(Lines of data)
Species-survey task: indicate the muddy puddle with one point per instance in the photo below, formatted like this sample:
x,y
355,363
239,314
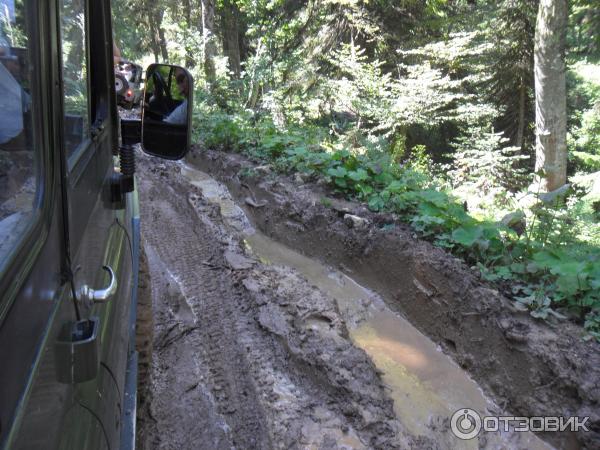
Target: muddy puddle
x,y
427,386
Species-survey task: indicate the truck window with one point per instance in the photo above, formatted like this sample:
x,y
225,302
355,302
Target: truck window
x,y
74,70
19,156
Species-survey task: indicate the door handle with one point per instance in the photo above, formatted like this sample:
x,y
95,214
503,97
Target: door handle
x,y
100,295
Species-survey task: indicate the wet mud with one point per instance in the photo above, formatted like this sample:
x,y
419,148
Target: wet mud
x,y
519,366
246,354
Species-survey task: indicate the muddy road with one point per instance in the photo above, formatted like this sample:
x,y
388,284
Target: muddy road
x,y
262,345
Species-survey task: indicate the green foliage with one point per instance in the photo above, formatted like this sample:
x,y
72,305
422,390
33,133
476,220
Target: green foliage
x,y
485,159
372,97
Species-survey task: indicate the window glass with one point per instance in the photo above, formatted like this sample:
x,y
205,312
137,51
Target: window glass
x,y
74,59
19,157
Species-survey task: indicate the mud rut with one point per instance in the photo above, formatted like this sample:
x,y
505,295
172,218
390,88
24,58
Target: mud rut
x,y
237,359
248,355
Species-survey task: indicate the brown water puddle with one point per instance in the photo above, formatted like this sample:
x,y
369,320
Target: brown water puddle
x,y
426,385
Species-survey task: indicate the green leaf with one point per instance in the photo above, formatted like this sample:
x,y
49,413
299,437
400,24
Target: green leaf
x,y
466,236
358,175
337,172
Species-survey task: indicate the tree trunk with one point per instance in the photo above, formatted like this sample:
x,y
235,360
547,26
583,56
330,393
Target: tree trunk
x,y
521,123
155,37
550,94
231,39
208,26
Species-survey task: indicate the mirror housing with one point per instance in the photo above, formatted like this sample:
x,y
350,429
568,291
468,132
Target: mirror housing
x,y
167,111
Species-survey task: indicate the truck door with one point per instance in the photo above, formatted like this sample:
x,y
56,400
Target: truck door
x,y
64,234
100,236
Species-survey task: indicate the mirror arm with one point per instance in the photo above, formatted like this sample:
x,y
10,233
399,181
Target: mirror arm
x,y
131,131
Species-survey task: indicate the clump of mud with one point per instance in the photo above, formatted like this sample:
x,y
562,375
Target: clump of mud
x,y
529,367
246,355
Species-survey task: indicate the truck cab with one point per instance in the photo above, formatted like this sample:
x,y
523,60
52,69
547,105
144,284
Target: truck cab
x,y
69,231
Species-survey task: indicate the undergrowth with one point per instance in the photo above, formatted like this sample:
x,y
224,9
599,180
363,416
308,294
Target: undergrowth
x,y
537,253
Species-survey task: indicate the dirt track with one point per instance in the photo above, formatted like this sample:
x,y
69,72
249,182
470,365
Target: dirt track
x,y
245,355
249,355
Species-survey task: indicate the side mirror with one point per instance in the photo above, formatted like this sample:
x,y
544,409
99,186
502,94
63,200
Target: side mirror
x,y
167,111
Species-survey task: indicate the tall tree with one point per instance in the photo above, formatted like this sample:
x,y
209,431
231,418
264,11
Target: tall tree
x,y
550,93
230,34
208,39
512,33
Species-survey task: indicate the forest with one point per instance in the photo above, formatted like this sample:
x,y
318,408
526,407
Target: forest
x,y
476,122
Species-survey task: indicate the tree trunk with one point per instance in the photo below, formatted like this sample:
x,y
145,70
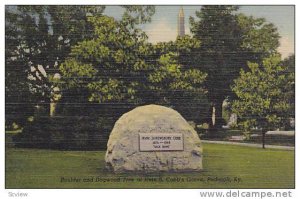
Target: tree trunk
x,y
263,138
218,115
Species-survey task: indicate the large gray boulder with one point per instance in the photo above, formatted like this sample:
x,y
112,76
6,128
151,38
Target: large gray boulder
x,y
124,152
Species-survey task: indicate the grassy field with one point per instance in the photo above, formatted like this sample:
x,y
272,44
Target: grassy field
x,y
225,166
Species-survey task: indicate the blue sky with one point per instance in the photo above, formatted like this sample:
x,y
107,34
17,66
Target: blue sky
x,y
164,22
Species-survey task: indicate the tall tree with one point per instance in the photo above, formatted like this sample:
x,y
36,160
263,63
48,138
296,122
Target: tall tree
x,y
264,95
174,80
228,41
37,39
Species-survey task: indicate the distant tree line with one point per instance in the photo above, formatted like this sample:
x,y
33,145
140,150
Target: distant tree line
x,y
103,67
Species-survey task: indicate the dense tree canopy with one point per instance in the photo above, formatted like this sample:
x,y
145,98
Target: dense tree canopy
x,y
228,41
264,95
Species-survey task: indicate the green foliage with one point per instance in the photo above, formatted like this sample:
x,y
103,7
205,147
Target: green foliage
x,y
68,133
109,65
39,38
264,94
175,81
228,41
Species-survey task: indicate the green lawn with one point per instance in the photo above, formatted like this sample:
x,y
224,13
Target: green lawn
x,y
225,166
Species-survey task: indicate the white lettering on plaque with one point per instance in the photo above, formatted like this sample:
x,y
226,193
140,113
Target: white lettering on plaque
x,y
161,141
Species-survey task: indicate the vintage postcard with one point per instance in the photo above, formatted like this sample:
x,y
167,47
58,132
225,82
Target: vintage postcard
x,y
150,96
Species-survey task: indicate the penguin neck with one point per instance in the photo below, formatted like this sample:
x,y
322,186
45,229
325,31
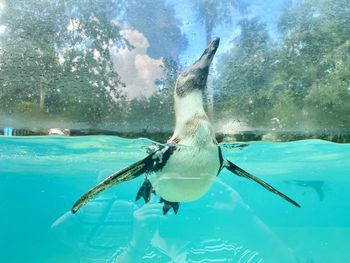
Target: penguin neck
x,y
187,107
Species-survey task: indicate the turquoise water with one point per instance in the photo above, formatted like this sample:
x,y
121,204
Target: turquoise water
x,y
236,221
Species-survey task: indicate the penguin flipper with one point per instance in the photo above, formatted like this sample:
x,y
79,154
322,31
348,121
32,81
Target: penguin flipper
x,y
153,162
240,172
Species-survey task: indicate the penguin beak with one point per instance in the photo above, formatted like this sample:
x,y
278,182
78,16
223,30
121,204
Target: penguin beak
x,y
195,77
207,57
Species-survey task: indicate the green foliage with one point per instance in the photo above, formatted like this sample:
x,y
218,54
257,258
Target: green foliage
x,y
157,21
301,82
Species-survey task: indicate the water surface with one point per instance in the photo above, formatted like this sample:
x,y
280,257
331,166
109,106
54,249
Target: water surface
x,y
236,221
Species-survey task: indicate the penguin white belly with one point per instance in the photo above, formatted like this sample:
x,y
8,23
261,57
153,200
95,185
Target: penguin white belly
x,y
188,174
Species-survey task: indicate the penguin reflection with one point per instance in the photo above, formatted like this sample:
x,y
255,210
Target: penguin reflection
x,y
218,227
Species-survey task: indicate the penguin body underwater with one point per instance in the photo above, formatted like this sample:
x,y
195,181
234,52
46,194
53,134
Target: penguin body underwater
x,y
185,168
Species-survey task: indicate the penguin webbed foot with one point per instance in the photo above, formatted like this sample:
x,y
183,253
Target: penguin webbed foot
x,y
168,205
145,191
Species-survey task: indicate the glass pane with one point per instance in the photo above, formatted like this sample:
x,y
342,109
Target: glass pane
x,y
226,80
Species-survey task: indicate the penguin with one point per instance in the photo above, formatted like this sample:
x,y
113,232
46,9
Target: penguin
x,y
183,169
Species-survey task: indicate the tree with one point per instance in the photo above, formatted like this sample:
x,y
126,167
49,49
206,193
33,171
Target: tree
x,y
244,73
29,61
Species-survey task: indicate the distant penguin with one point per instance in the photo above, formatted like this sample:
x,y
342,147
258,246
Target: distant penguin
x,y
185,168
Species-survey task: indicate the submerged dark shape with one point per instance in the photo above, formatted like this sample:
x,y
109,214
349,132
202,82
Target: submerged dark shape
x,y
316,185
185,168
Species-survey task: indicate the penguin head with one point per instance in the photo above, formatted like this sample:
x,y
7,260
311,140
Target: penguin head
x,y
195,77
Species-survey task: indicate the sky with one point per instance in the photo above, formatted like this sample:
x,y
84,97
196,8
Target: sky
x,y
139,71
268,11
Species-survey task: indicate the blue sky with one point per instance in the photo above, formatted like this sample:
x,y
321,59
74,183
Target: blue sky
x,y
268,11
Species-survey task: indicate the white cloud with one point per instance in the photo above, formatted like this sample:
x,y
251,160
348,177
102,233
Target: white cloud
x,y
137,70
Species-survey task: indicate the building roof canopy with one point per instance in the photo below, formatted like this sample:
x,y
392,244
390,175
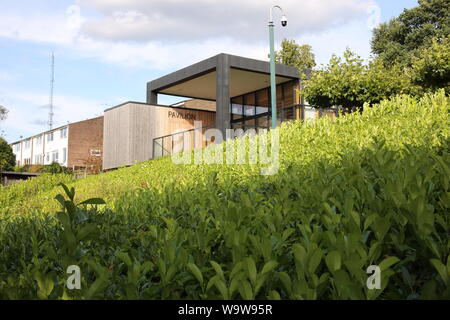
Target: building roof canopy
x,y
199,80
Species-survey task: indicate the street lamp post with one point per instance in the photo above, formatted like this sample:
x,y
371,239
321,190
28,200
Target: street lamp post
x,y
273,88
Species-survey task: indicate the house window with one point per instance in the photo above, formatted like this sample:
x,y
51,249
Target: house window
x,y
96,153
55,156
64,132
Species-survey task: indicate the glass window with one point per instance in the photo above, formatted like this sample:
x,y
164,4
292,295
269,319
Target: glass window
x,y
64,132
236,108
288,94
249,105
262,122
55,156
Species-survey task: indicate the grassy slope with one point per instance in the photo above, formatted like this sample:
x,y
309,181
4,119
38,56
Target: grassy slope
x,y
365,189
424,124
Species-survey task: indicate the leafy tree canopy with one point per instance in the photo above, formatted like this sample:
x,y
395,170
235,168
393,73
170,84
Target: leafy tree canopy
x,y
349,82
293,54
431,68
399,40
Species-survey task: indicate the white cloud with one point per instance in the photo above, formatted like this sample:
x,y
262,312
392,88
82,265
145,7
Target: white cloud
x,y
28,112
176,20
170,34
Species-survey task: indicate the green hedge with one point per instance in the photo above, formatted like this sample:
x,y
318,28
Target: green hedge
x,y
365,189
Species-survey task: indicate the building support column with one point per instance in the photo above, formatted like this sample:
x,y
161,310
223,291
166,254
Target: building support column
x,y
223,105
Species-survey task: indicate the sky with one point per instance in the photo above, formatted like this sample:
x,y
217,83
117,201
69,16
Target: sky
x,y
107,50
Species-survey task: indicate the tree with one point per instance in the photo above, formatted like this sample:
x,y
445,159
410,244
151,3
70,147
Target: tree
x,y
293,54
349,82
7,157
3,112
431,68
399,40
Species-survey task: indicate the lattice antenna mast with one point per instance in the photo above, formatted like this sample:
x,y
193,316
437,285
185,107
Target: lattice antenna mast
x,y
50,105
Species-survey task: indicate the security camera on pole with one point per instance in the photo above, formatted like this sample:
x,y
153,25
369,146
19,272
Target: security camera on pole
x,y
273,88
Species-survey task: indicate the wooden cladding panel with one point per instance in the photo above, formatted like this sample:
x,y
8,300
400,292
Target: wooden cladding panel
x,y
129,130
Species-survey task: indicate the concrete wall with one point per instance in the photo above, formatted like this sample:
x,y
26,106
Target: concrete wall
x,y
129,130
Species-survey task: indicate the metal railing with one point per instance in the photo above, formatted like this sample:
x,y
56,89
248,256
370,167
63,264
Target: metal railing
x,y
164,145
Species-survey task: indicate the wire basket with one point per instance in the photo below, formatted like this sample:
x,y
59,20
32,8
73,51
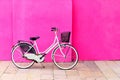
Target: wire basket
x,y
25,47
65,36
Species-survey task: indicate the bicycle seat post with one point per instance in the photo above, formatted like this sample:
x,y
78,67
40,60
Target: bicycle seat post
x,y
35,44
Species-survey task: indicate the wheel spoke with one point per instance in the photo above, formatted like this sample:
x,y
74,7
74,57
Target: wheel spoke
x,y
65,62
17,56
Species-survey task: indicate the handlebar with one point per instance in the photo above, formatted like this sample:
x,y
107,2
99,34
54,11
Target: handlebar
x,y
54,29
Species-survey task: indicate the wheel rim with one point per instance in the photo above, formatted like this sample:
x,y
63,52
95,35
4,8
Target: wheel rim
x,y
67,62
19,60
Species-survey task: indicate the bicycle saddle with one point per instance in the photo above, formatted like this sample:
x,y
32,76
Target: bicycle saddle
x,y
34,38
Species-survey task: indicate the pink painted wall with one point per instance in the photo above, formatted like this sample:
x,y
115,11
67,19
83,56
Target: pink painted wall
x,y
95,25
96,29
31,18
5,29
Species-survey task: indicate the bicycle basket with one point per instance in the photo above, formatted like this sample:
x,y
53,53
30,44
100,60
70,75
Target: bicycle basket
x,y
65,36
25,47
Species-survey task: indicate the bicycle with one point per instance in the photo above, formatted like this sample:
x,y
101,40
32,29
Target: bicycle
x,y
64,55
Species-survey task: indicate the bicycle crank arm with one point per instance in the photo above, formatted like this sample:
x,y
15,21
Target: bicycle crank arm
x,y
34,57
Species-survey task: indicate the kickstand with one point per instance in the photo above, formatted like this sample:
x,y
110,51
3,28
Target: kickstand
x,y
42,65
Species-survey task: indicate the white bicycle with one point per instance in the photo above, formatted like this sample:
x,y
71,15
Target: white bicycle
x,y
64,55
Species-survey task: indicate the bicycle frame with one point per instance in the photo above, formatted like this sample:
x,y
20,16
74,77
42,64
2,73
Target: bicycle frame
x,y
52,46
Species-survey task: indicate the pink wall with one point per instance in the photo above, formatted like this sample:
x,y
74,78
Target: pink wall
x,y
96,29
5,29
31,18
95,26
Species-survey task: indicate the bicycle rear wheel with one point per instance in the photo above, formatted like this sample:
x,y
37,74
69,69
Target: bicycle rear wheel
x,y
18,58
69,60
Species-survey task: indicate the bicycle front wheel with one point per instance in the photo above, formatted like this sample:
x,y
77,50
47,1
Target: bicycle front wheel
x,y
65,56
18,58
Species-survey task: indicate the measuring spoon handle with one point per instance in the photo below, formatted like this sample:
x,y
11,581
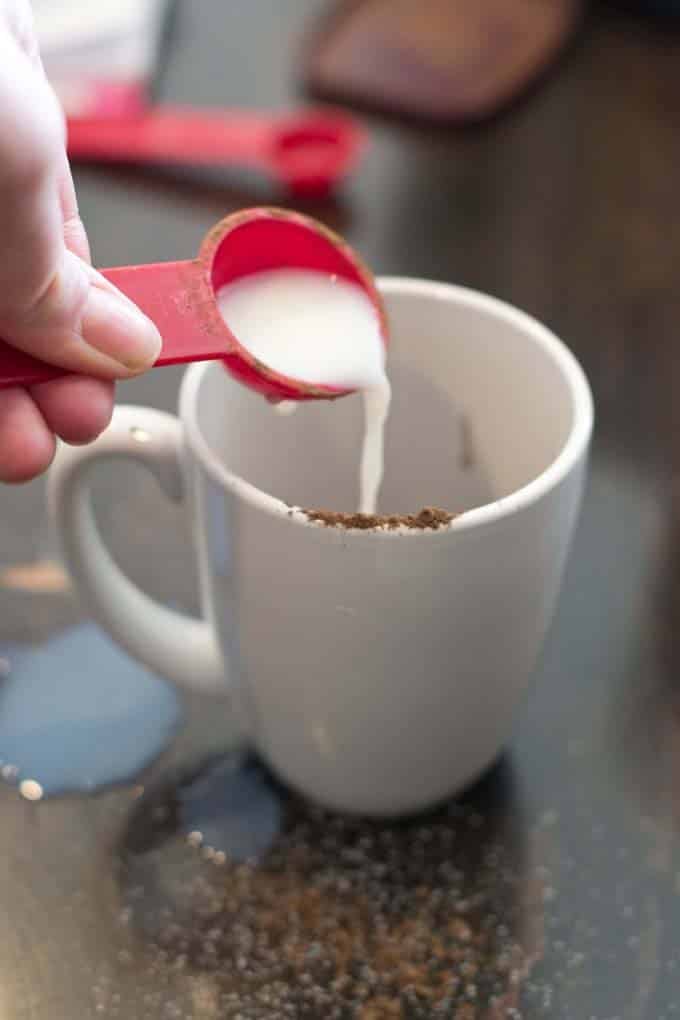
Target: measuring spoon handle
x,y
173,295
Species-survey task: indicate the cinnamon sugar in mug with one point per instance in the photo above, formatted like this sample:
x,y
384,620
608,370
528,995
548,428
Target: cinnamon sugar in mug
x,y
377,671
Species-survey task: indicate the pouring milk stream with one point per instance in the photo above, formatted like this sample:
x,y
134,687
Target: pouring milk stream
x,y
318,328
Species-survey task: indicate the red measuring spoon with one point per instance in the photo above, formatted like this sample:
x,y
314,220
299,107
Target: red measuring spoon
x,y
179,298
306,152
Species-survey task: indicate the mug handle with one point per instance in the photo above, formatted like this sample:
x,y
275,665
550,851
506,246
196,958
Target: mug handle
x,y
180,648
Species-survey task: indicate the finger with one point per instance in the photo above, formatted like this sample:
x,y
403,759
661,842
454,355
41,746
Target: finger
x,y
74,234
74,407
27,445
52,305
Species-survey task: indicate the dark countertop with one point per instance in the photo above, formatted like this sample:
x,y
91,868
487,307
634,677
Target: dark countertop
x,y
560,873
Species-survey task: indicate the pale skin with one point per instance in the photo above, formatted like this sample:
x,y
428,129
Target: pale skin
x,y
52,303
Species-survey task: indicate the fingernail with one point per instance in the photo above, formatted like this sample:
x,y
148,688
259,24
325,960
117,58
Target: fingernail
x,y
118,329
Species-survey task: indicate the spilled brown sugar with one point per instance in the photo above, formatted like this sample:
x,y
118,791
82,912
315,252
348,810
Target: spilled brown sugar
x,y
429,518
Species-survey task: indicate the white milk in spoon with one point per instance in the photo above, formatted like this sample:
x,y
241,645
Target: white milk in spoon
x,y
317,328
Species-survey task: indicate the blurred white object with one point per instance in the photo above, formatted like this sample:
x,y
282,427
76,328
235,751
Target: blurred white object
x,y
99,56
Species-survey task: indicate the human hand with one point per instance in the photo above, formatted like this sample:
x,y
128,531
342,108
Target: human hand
x,y
52,303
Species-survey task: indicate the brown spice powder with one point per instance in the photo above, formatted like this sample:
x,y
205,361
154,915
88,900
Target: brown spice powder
x,y
429,518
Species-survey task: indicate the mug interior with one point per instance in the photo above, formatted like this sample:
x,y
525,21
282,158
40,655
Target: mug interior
x,y
482,405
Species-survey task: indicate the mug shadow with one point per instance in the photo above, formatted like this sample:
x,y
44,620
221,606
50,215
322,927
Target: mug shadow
x,y
225,873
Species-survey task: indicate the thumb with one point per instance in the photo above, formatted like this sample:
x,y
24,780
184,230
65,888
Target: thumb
x,y
85,324
53,304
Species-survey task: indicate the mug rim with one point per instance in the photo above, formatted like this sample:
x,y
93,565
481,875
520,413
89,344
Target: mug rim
x,y
487,513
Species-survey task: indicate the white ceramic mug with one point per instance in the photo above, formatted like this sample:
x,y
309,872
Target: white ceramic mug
x,y
375,671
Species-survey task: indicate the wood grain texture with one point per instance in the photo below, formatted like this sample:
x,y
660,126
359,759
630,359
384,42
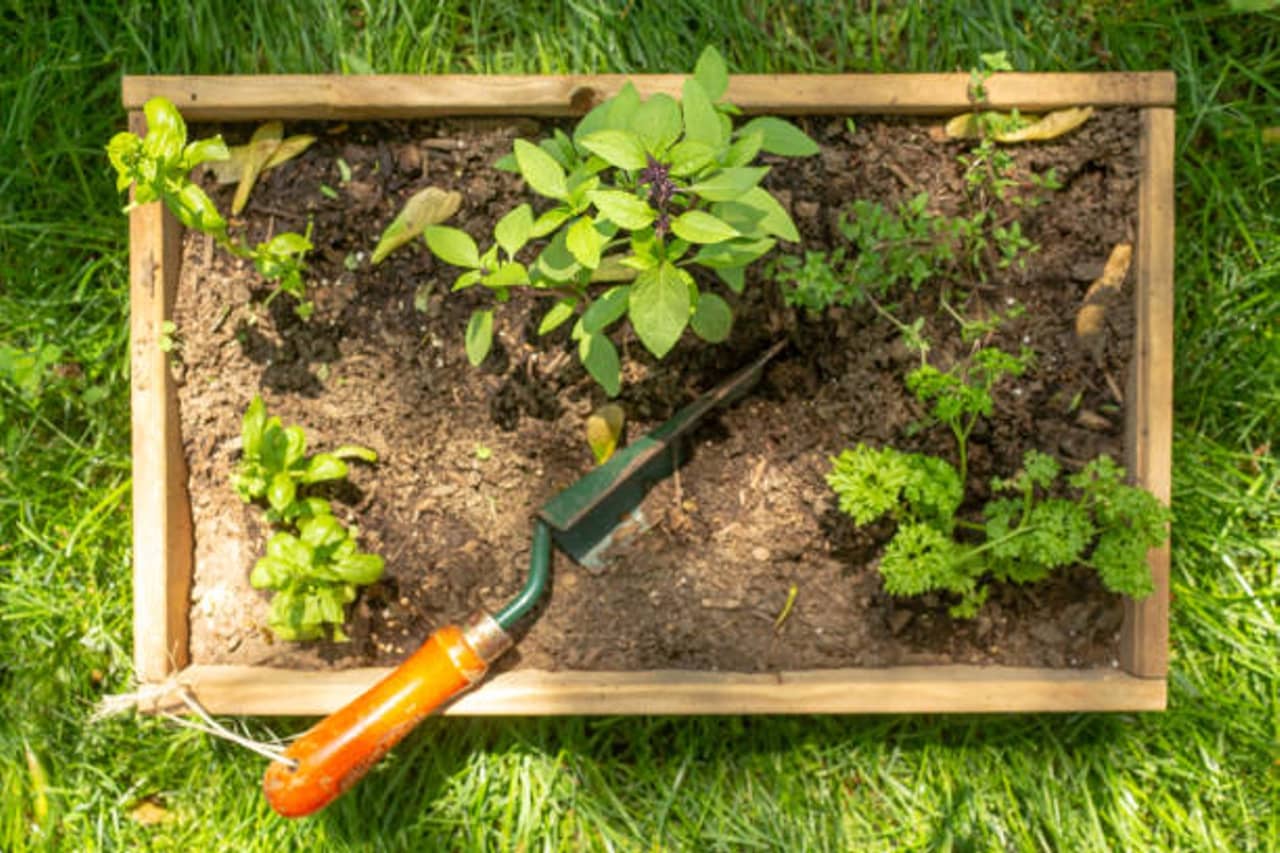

- WORK INSTRUCTIONS: Update everything from the line containing "Species-survey task: indicate the brown spice" down to the end of the data by replacing "mug" with "cup", keeping all else unchanged. Leave the pictures out of your answer.

- SOLUTION TO THIS TASK:
Species-survey task: indicate the brown spice powder with one point per instance in the photo above, formatted like this sample:
x,y
205,361
154,915
88,900
Target: brown spice powder
x,y
429,518
Species-survey task: indicate the cup interior with one point per instance in the photo above, formatted like this sample:
x,y
525,21
282,158
40,655
Target: cup interior
x,y
482,405
Species-survey task: indicate the cup shadow with one point per instance in the photo above, formatted like this sample:
x,y
44,620
221,606
50,215
322,927
Target: cup shadow
x,y
225,873
Species-survey task: indicate the thumb with one point per instance in the photo above, formatted like this sample:
x,y
24,780
184,230
65,888
Target: thumb
x,y
85,324
53,304
Species-survey task: indicate the cup rim with one point per instance in the photo above, formatted like this sample:
x,y
93,565
481,875
520,413
89,344
Target: cup rim
x,y
487,513
Species-survey task: indicate the white ceramic cup with one point per instance in the photo above, formatted like this sample:
x,y
309,872
Target: white ceramic cup
x,y
375,671
Species-survey task: indicate the wood grain texture with one point per instance in the photo below, formatted like this sample:
x,y
660,126
359,759
630,359
384,42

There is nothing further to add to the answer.